従うべき指示: 「Find the fresh」を含む行から「[[104,55],[87,28],[58,39],[68,56]]」を含む行までの範囲を、「fresh」を「wilted」に置き換え、ほかは変えずに書き出すこと。

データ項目

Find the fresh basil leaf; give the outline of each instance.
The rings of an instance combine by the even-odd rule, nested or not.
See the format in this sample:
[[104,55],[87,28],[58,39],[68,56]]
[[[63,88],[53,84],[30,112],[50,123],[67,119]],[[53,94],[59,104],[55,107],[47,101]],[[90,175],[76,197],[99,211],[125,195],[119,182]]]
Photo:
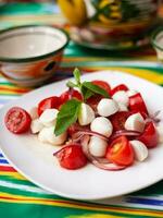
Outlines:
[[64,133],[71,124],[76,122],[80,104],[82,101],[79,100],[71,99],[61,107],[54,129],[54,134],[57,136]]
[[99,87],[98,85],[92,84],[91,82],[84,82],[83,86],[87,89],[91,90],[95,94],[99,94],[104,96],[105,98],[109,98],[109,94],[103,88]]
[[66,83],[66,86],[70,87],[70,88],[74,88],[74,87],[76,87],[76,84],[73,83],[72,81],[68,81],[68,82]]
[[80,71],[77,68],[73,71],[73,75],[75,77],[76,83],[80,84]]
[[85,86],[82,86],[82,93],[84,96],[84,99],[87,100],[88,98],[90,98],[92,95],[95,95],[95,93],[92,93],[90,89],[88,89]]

...

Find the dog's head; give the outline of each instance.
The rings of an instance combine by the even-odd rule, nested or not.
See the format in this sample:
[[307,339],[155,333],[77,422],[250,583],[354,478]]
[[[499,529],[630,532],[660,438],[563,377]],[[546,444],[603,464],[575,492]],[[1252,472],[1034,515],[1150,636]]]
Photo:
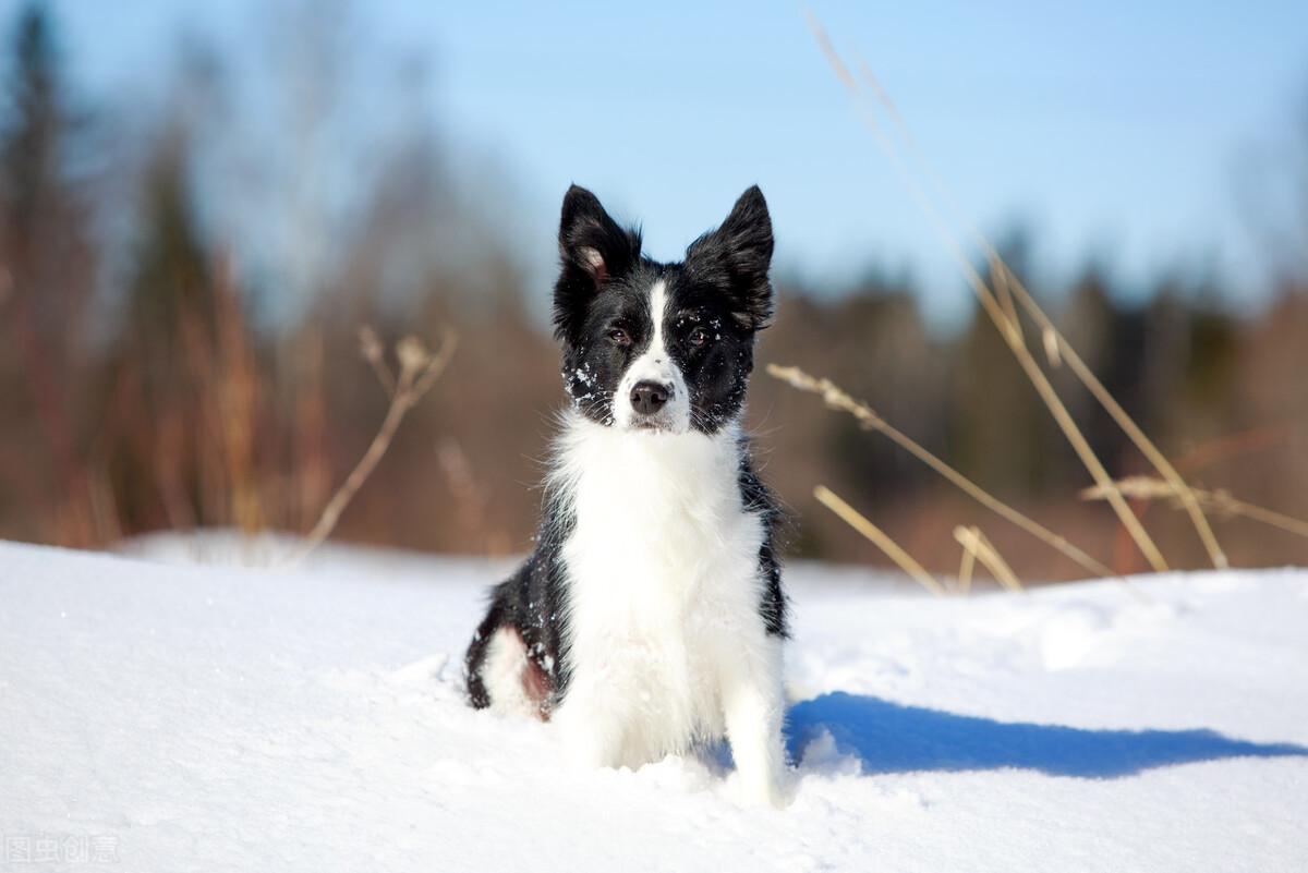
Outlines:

...

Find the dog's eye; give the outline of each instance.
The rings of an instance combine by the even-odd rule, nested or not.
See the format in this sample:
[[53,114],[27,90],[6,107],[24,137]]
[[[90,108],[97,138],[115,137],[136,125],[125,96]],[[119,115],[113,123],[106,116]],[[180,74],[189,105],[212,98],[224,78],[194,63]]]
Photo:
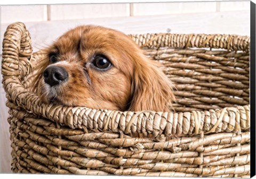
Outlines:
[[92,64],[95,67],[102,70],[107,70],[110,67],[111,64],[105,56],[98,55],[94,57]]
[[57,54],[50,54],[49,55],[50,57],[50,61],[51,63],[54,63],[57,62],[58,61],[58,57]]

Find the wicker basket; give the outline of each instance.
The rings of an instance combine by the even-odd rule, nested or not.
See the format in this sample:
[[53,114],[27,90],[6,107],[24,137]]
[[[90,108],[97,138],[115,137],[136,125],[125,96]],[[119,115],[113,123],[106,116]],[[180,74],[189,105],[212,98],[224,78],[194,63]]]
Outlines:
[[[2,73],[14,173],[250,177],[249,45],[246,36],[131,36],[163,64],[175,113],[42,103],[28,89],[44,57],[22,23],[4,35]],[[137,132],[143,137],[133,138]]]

想定される解答:
Find the wilted basil leaf; give the outline of each instance.
The rings of an instance combine by the even-odd rule, nested or not.
See the format in this sample:
[[104,55],[87,28],[58,39],[68,56]]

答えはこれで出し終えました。